◆ Exercise material ◆
⁂
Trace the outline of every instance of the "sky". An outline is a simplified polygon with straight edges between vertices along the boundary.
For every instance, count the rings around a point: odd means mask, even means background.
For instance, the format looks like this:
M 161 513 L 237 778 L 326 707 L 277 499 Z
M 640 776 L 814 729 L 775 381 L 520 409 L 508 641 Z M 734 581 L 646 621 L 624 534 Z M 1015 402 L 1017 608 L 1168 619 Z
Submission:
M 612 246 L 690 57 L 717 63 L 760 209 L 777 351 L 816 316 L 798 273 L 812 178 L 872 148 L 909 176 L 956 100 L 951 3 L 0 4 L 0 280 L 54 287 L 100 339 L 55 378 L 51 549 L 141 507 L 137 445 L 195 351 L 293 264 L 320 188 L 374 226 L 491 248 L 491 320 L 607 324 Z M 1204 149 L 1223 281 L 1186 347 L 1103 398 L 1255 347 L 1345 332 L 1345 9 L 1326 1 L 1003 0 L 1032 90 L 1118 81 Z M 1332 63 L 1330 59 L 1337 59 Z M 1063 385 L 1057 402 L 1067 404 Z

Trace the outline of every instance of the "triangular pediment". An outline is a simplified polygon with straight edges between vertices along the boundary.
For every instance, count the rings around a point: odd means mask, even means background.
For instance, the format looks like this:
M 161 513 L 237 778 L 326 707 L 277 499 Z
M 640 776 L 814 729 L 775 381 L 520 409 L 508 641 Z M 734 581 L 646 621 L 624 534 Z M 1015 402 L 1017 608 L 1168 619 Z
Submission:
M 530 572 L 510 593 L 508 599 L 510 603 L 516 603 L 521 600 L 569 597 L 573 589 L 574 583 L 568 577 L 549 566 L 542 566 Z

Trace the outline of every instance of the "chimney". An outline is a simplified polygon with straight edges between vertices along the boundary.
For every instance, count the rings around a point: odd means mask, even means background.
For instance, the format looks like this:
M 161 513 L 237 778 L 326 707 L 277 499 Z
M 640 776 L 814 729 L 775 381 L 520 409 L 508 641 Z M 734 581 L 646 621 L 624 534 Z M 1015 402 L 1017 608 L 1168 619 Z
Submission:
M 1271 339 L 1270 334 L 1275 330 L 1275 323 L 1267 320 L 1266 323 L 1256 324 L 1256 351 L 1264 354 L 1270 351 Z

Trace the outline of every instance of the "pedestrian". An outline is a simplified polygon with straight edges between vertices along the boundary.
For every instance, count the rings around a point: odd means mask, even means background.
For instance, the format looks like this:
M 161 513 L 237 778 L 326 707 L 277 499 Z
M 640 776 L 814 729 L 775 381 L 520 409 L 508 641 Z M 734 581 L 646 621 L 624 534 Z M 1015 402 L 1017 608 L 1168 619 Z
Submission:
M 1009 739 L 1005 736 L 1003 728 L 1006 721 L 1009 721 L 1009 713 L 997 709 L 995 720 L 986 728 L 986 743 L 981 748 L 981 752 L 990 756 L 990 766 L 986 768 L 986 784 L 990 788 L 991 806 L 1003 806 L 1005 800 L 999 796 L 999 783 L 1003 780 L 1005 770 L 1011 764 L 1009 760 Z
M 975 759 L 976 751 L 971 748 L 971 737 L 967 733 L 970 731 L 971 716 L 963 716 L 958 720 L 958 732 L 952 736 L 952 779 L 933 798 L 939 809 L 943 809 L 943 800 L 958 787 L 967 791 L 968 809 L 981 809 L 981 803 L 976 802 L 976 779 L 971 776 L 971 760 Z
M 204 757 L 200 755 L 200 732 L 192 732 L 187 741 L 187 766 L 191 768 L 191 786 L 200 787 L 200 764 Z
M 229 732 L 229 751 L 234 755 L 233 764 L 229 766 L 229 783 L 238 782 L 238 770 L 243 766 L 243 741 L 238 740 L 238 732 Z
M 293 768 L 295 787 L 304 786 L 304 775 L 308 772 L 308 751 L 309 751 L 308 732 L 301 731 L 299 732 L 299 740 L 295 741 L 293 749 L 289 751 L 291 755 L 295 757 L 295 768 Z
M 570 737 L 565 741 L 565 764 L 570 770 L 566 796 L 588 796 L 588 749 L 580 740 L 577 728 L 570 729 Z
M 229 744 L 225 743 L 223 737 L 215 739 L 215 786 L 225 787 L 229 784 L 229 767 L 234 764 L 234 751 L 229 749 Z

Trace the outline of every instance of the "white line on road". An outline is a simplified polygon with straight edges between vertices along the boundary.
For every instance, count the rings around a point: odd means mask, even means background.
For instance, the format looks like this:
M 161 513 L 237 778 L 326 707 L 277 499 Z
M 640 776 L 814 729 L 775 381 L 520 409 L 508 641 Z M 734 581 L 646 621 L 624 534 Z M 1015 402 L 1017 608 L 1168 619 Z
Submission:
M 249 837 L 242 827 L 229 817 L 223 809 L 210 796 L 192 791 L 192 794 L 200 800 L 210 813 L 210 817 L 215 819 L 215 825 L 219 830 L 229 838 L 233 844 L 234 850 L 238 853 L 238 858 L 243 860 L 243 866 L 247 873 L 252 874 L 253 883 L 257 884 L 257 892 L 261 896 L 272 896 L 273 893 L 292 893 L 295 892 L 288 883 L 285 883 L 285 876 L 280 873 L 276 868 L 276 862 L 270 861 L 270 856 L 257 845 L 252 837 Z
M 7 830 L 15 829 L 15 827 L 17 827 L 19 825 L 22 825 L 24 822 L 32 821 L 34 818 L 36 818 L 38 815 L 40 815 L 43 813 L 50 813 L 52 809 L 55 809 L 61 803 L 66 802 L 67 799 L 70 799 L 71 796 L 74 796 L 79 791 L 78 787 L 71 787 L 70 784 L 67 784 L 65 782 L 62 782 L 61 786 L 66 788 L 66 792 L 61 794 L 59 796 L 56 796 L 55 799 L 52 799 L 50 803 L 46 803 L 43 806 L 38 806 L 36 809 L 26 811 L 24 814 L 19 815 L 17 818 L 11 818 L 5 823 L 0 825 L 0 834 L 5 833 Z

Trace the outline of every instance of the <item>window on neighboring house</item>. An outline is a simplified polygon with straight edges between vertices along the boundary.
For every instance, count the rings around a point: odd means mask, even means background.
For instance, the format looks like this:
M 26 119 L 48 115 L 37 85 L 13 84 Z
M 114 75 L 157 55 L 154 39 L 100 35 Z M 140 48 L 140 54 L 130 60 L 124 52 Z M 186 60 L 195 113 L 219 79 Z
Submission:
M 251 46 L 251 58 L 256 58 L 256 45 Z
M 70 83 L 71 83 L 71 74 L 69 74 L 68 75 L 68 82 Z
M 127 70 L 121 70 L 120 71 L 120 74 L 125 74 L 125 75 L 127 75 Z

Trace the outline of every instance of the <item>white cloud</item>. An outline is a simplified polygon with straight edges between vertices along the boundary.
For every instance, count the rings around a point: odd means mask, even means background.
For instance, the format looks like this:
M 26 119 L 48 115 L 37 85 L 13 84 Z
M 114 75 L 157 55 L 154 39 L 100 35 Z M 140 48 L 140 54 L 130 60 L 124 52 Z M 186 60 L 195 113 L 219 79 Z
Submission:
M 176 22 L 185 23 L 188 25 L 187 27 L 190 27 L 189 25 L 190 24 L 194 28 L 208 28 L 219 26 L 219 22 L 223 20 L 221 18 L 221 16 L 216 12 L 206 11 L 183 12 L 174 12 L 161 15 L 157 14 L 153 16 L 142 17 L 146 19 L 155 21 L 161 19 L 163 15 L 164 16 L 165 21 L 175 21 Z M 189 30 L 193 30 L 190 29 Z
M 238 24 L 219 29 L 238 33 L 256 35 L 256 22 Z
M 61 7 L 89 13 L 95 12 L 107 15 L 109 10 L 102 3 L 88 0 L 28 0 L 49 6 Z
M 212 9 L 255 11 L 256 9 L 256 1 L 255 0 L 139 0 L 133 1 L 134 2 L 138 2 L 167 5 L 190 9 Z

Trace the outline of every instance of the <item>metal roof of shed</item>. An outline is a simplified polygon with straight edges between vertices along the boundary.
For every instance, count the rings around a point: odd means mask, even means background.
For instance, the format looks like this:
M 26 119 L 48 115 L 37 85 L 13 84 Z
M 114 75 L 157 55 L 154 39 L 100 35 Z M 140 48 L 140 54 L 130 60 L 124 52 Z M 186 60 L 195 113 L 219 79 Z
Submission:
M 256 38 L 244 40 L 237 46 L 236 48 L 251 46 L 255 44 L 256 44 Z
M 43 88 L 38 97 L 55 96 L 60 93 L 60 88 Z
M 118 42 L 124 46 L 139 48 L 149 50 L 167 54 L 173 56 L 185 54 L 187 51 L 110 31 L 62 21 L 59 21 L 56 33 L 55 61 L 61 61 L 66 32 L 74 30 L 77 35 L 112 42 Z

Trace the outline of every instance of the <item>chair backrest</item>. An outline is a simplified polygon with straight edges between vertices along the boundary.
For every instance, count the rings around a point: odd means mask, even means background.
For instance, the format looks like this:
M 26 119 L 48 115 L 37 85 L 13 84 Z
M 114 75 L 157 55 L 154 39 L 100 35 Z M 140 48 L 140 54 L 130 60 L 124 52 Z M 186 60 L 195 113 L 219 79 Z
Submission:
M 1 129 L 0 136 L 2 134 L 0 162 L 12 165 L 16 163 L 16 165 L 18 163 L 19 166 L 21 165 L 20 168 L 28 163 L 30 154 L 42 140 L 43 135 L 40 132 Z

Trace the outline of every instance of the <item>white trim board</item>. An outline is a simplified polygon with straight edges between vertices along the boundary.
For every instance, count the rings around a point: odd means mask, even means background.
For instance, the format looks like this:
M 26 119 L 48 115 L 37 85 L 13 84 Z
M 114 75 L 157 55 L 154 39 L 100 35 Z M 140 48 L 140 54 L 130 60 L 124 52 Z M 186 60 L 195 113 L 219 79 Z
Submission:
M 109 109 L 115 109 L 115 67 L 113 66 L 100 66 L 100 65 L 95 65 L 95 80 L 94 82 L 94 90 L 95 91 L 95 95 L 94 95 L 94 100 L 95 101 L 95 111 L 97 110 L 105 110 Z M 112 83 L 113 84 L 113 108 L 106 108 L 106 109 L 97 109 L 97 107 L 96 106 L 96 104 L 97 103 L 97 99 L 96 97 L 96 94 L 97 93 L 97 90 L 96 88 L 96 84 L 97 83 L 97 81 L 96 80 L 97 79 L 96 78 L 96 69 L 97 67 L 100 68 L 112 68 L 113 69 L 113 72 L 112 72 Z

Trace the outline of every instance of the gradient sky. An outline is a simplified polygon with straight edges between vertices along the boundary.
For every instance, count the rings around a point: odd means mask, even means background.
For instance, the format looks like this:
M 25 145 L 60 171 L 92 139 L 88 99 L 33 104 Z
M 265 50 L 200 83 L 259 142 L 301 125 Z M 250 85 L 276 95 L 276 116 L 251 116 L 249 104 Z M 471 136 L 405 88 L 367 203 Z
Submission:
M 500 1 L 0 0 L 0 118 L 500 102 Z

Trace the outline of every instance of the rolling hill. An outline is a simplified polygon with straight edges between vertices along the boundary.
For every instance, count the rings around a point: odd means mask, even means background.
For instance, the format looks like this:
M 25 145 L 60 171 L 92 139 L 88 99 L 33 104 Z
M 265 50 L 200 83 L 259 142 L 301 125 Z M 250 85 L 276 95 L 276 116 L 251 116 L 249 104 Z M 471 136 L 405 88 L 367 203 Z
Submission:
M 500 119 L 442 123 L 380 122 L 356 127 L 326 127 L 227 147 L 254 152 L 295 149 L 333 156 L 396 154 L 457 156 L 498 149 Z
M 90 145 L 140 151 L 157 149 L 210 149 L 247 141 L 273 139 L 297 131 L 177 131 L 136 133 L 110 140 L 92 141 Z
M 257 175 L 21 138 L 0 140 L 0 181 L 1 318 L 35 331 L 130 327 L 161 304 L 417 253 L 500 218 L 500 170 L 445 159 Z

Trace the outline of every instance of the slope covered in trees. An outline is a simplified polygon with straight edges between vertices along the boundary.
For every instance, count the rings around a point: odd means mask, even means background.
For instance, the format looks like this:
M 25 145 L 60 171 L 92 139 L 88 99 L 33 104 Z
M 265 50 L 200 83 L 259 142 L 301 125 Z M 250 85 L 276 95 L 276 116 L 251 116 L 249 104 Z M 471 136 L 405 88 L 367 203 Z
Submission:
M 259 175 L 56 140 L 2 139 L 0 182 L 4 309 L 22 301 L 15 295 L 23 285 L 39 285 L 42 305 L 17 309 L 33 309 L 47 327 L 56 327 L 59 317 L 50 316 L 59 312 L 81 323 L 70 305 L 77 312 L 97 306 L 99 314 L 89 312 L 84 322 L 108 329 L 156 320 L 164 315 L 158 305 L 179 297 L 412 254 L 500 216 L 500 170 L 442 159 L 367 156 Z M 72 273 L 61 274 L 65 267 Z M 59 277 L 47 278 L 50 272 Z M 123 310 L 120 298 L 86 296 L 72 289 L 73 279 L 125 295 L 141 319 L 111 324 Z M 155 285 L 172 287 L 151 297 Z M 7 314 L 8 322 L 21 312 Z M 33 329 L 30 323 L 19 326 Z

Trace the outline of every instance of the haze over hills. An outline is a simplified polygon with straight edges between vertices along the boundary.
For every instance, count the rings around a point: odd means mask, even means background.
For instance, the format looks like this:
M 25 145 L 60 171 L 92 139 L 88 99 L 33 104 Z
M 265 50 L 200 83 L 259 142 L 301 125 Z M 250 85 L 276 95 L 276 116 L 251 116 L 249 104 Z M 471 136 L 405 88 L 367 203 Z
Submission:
⁂
◆ What the exercise asks ◆
Please update the lines from the one containing "Trace the outline of every instance of the <item>metal" through the one containing "M 109 109 L", replacing "vertices" with "corner points" and leaving everything else unchanged.

◆ Response ◆
Trace the outline of every instance of the <item>metal roof of shed</item>. An outline is a simplified polygon with straight edges between corner points along the boundary.
For every instance, count the rings around a point: odd means mask, even means background.
For instance, the format looks like this:
M 26 119 L 48 115 L 37 85 L 13 84 Z
M 114 75 L 157 55 L 154 39 L 100 35 Z M 140 48 L 140 54 L 130 60 L 124 52 Z M 186 60 L 195 113 L 219 79 Z
Submission:
M 256 38 L 244 40 L 237 46 L 236 48 L 251 46 L 255 44 L 256 44 Z
M 43 88 L 38 97 L 55 96 L 60 93 L 60 88 Z
M 118 42 L 124 46 L 139 48 L 149 50 L 167 54 L 173 56 L 185 54 L 187 51 L 110 31 L 62 21 L 59 21 L 56 33 L 55 61 L 61 61 L 66 32 L 74 30 L 77 35 L 112 42 Z

Trace the outline of every instance of the <item>chair backrest</item>. An outline is a simplified polygon with straight edges between corner points along the boundary.
For every instance, count the rings around a point: odd means mask, even means background.
For instance, the format looks like this:
M 26 119 L 48 115 L 37 85 L 13 84 Z
M 114 75 L 157 55 L 154 39 L 100 35 Z M 140 48 L 140 54 L 130 60 L 124 52 Z M 186 60 L 195 113 L 219 79 Z
Submission:
M 1 129 L 0 136 L 2 134 L 0 162 L 12 165 L 16 163 L 16 165 L 18 163 L 19 166 L 21 165 L 20 168 L 28 163 L 30 154 L 42 140 L 43 135 L 40 132 Z

Trace the outline of every instance of the <item>white trim board</item>. An outline is a simplified polygon with straight edges between corner points along the boundary.
For every instance, count the rings around a point: odd means mask, even means background.
For instance, the format looks like this:
M 26 119 L 48 115 L 37 85 L 13 84 Z
M 114 75 L 157 55 L 154 39 L 100 35 Z M 140 48 L 140 54 L 130 60 L 124 52 Z M 186 60 L 195 113 L 219 79 Z
Submission:
M 109 109 L 115 109 L 115 67 L 113 66 L 100 66 L 100 65 L 95 65 L 95 80 L 94 82 L 94 90 L 95 91 L 95 95 L 94 95 L 94 100 L 95 101 L 95 111 L 97 110 L 105 110 Z M 112 83 L 113 84 L 113 108 L 106 108 L 106 109 L 97 109 L 97 107 L 96 106 L 96 104 L 97 103 L 97 99 L 96 97 L 96 94 L 97 93 L 97 90 L 96 88 L 96 84 L 97 83 L 97 81 L 96 80 L 97 79 L 96 78 L 96 69 L 97 67 L 100 68 L 112 68 L 113 69 L 113 72 L 112 72 Z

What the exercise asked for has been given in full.